▶ **Work to complete**:
Please collect every line in the records below that contains the word "chickpea", copying each of those lines in full.

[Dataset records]

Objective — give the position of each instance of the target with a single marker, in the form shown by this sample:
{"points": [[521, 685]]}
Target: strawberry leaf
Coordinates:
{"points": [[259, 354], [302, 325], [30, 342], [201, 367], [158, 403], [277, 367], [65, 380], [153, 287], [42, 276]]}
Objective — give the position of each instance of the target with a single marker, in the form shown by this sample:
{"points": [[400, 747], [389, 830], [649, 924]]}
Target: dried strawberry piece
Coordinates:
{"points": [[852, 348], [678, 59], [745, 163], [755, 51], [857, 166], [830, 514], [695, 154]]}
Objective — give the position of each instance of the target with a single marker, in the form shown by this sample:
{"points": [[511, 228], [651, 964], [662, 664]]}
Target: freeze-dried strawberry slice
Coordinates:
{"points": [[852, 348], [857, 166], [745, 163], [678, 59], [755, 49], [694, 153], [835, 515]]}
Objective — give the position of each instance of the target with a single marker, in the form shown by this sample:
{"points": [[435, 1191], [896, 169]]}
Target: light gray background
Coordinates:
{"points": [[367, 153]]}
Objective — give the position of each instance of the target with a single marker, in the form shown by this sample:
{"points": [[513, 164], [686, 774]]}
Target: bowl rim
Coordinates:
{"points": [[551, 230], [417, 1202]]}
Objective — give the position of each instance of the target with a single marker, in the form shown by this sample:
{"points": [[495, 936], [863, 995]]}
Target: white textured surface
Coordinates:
--
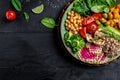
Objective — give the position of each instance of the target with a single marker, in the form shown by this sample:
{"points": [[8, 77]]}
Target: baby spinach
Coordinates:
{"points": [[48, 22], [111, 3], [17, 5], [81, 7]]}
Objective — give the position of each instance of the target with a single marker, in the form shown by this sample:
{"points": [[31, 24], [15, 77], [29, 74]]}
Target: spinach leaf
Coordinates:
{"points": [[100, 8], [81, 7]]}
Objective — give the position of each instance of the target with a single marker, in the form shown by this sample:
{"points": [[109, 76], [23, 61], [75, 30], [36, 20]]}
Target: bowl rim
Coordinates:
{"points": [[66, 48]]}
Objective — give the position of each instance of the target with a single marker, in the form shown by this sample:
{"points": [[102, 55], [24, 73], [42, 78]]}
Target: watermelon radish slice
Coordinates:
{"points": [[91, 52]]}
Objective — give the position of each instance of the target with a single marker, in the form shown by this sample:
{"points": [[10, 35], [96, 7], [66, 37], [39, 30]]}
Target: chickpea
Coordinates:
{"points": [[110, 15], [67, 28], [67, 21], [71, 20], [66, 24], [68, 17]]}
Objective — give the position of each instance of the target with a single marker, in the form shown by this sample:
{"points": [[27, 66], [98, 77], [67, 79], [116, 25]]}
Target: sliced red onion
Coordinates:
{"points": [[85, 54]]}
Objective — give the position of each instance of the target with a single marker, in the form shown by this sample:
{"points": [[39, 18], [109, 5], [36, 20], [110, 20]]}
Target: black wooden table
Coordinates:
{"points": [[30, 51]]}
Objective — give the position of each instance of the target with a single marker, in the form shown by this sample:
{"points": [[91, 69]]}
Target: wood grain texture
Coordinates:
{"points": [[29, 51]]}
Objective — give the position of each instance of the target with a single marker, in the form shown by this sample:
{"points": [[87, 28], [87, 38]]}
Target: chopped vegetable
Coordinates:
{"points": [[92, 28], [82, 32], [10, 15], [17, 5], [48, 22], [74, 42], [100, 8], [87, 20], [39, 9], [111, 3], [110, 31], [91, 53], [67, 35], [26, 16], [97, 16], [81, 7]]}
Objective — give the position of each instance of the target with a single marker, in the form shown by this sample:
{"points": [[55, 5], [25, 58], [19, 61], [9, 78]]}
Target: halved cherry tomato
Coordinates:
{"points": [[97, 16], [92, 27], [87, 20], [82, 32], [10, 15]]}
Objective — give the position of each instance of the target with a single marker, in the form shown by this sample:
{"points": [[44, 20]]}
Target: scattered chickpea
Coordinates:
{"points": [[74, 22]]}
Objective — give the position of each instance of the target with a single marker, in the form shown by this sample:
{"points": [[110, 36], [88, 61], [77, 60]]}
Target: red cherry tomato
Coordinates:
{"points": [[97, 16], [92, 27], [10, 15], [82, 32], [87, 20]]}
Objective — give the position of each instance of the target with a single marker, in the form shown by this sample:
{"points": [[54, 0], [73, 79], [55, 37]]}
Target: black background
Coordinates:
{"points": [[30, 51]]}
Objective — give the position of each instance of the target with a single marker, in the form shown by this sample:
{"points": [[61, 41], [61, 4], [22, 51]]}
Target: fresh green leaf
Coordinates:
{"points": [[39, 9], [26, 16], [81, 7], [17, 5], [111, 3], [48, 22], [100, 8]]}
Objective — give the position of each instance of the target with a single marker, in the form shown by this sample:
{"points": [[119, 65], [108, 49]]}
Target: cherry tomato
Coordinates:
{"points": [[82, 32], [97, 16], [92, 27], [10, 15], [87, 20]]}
...
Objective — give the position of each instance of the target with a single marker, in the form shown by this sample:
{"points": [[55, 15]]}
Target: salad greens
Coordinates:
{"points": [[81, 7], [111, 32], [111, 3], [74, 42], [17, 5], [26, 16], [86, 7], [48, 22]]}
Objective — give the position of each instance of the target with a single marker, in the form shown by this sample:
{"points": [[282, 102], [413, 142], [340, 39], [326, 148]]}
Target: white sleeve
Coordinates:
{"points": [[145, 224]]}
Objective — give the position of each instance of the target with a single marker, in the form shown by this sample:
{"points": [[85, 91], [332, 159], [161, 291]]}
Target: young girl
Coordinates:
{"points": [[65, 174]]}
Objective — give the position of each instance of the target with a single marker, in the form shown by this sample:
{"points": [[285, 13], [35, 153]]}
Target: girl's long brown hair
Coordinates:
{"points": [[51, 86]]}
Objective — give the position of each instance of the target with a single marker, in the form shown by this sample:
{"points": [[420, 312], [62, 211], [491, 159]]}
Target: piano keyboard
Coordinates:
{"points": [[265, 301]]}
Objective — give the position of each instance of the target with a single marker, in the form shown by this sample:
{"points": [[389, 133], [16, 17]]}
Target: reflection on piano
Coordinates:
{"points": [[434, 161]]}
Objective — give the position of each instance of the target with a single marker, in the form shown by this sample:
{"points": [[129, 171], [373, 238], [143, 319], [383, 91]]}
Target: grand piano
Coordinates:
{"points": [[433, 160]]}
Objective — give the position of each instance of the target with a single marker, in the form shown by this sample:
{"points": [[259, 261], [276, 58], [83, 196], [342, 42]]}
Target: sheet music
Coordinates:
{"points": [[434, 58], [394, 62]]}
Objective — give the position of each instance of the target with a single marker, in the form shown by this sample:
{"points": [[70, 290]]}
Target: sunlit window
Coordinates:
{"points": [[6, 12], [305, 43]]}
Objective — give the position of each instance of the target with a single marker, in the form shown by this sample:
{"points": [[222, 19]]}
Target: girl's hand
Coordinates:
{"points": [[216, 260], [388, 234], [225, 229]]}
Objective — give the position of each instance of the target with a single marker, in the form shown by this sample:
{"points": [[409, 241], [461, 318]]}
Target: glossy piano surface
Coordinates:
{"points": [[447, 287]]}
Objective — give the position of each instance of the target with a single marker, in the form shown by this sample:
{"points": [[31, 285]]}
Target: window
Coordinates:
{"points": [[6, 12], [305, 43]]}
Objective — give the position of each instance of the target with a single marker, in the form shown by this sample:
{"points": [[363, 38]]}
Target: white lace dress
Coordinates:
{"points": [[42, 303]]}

▶ **Answer for the task**:
Target: chickpea
Target: scattered chickpea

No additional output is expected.